> **Task directions**
Output the material word for word. Leave each picture out.

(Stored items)

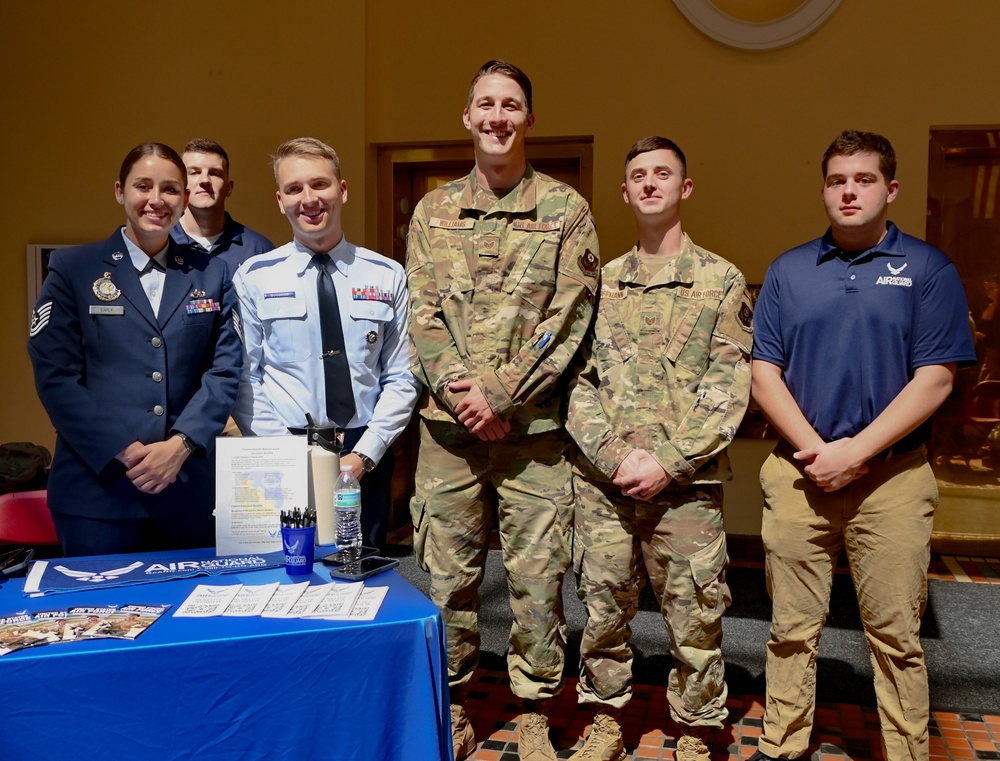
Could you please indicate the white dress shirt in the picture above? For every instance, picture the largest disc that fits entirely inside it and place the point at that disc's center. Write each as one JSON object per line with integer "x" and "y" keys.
{"x": 152, "y": 271}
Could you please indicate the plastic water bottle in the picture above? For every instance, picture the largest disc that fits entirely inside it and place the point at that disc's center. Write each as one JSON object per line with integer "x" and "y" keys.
{"x": 347, "y": 500}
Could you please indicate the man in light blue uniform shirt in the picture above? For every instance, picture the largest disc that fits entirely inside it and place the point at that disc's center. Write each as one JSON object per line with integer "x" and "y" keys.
{"x": 283, "y": 376}
{"x": 206, "y": 225}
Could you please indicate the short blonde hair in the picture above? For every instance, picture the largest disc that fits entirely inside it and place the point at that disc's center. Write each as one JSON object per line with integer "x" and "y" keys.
{"x": 305, "y": 146}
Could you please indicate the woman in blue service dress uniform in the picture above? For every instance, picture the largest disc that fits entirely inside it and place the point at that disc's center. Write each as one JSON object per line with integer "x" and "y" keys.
{"x": 137, "y": 360}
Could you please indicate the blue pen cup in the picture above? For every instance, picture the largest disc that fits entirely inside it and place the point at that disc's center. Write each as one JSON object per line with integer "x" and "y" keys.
{"x": 298, "y": 544}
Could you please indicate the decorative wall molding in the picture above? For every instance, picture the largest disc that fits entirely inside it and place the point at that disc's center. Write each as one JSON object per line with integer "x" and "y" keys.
{"x": 751, "y": 33}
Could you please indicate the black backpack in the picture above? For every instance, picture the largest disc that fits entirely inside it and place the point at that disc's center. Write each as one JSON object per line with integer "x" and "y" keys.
{"x": 23, "y": 466}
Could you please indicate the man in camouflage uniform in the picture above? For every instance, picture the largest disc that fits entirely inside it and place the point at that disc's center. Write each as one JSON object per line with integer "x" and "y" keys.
{"x": 503, "y": 267}
{"x": 664, "y": 387}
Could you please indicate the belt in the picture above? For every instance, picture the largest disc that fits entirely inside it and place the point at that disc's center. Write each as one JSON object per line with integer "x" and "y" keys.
{"x": 901, "y": 447}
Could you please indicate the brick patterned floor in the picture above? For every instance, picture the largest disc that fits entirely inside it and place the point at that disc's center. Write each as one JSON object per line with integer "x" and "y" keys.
{"x": 842, "y": 731}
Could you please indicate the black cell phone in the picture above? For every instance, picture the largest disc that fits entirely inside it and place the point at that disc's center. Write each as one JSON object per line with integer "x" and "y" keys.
{"x": 15, "y": 562}
{"x": 341, "y": 557}
{"x": 362, "y": 569}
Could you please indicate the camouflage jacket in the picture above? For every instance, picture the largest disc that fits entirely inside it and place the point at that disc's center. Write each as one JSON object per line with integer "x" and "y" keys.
{"x": 502, "y": 291}
{"x": 666, "y": 367}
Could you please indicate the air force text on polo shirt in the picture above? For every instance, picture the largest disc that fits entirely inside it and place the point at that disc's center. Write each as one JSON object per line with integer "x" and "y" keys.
{"x": 893, "y": 278}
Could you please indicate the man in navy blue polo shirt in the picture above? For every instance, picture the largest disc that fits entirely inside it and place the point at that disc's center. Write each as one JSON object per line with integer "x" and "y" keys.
{"x": 206, "y": 225}
{"x": 857, "y": 338}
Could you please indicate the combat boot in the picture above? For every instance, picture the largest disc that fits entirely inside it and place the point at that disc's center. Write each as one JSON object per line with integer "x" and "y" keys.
{"x": 692, "y": 745}
{"x": 533, "y": 743}
{"x": 604, "y": 743}
{"x": 463, "y": 738}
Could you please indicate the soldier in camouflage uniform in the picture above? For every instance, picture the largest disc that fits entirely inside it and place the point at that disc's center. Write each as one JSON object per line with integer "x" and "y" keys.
{"x": 664, "y": 387}
{"x": 503, "y": 268}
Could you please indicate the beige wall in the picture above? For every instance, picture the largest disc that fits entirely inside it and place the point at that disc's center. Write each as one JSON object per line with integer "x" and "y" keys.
{"x": 94, "y": 79}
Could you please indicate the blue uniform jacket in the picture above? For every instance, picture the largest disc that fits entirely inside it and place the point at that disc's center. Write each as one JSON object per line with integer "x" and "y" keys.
{"x": 110, "y": 372}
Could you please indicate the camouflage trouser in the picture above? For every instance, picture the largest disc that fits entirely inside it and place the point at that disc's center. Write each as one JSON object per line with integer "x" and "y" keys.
{"x": 680, "y": 539}
{"x": 462, "y": 486}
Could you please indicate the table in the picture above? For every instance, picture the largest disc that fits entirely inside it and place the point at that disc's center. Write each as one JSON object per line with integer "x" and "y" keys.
{"x": 231, "y": 688}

> **Written response**
Could you please indicate the white dress shirt in the picture above? For every instance, picture the largest disc that fits entirely inside it and place the point at that disc's center. Write each as one JSON object per line with integer "x" and "y" keys.
{"x": 152, "y": 271}
Could you please indicate the plastic water bottle in the picture above? For every instance, picture the largest disc that fits entirely inside it and place the point at that disc's center. Write each as one JSON object per line with integer "x" and "y" keys.
{"x": 347, "y": 500}
Could you please indicate the man in light blue uniform shirt in the picture above? For every instance, picture the largest disc that fits entirely inside it and place the point at that disc's center. Write each as one JSON object per line with integer "x" and "y" keys.
{"x": 283, "y": 376}
{"x": 206, "y": 225}
Could you please indicate the short blonde hair in the picture above? For every instance, picture the largest disc that fits entirely inside it and place the point at that disc's center. Write each as one JSON object per line with integer "x" and "y" keys.
{"x": 305, "y": 146}
Could you please indicate the woman in blue service dress uniform in the picture above? For every instance, picture the largest disc that fits entirely inside it and place the point at that disc's center. Write each as one JSON object per line with integer "x" and "y" keys.
{"x": 137, "y": 360}
Could you please indicate the blue pen cup in the picture above? For every instance, picture the largest disc that fits entirely inside it and place the point at that disc's center. Write each as one JSON object per line with integer "x" and "y" keys.
{"x": 298, "y": 544}
Could you please indicate the decorative wall molding in the picture above? For every instance, picture the largest disc that fits entirely inside it and place the point at that disc's center. Write each as one JSON object per line with integer "x" and "y" keys.
{"x": 751, "y": 33}
Could you please indicate the black backpack in the picture above? For every instance, picture the largest disc that fits entirely inside it and place the point at that disc's center. Write each as one JSON object per line with integer "x" and "y" keys.
{"x": 23, "y": 466}
Could you please indicate the man in camouflage uniform in the picture above? For every instance, picture the largest disc that fits entirely inside it and place the point at that disc's center. Write each as one JSON object per line with integer "x" and "y" keys.
{"x": 503, "y": 267}
{"x": 664, "y": 387}
Could you please indicate the belt in the picture above? For every instance, picture the largest disc that fits entirely inside it and place the point at that disc's center. Write each as one JSON object per line with integer "x" and "y" keys.
{"x": 901, "y": 447}
Could you please indicate the brick patterned floor in the picture above? For every instance, picture the largest disc that fits entirely inside it and place the point at that disc's center. Write each as one JSON object per line with integer "x" and "y" keys.
{"x": 842, "y": 731}
Could you please indicate the black cell phone in the picture above? For every instance, picture the largest disc that fits entirely inside it and place the point at that disc's center. Write each as one JSON object per line with integer "x" and "y" keys.
{"x": 15, "y": 562}
{"x": 341, "y": 557}
{"x": 362, "y": 569}
Could you please indicate the camouflage jacket in the picture above? For every instance, picture the largest disc that fits entirely inside it and place the point at that disc's center. Write each as one JSON object per line with integer "x" and "y" keys.
{"x": 502, "y": 291}
{"x": 666, "y": 367}
Could you please indicate the air force text on polo shirt in the picture above? For every instance, picture the largest disc that fits entirely inside it and place the point at that disc's center. Write each as one JSON object per line with integer "x" and "y" keys.
{"x": 893, "y": 278}
Could you please indicate the man in navy blue polo shirt in the picture above? For every instance, picture the largest disc that fits entirely inside it and place the point at that disc's center. Write each as one JSON object per line with integer "x" and "y" keys.
{"x": 206, "y": 225}
{"x": 857, "y": 338}
Could you please indicate the combat boot in the picture above? For every instance, picture the largest disc that fits entirely inside it and place the point at that disc's center. Write each as one JSON object per line with integer "x" and "y" keys.
{"x": 692, "y": 745}
{"x": 533, "y": 743}
{"x": 604, "y": 743}
{"x": 463, "y": 738}
Could you please indicate the soldier in camouflage uniform in the picture above? For every instance, picture the largest disc that fits entirely inside it and place the point at that disc's center. Write each as one JSON object per line with integer "x" and "y" keys.
{"x": 664, "y": 387}
{"x": 503, "y": 268}
Could you please indicate the beige wall in the picture above? For every instance, picture the largest disc that fits entirely inside it and place the point at that disc's center. Write each as one JSON object per line with integer "x" and "y" keys.
{"x": 94, "y": 79}
Could you please indicate the blue uniform jacket in the picture above? For every instance, picture the largest disc that fits entirely inside it and place the point at that disc's center. Write each as one JSON object per line with integer "x" and "y" keys.
{"x": 110, "y": 372}
Could you please indicate the camouflage trouser in the picture above? For every instance, picture the largest disc that fits entirely inside it and place the point at that disc's center. Write each as one JSON object per line with integer "x" and "y" keys.
{"x": 680, "y": 539}
{"x": 462, "y": 486}
Could you please indicate the table in the picture above? For every instance, picture the largest disc that fits entirely inside it and place the point at that disc's center. Write each as one JSON object per line with integer "x" and "y" keys.
{"x": 231, "y": 688}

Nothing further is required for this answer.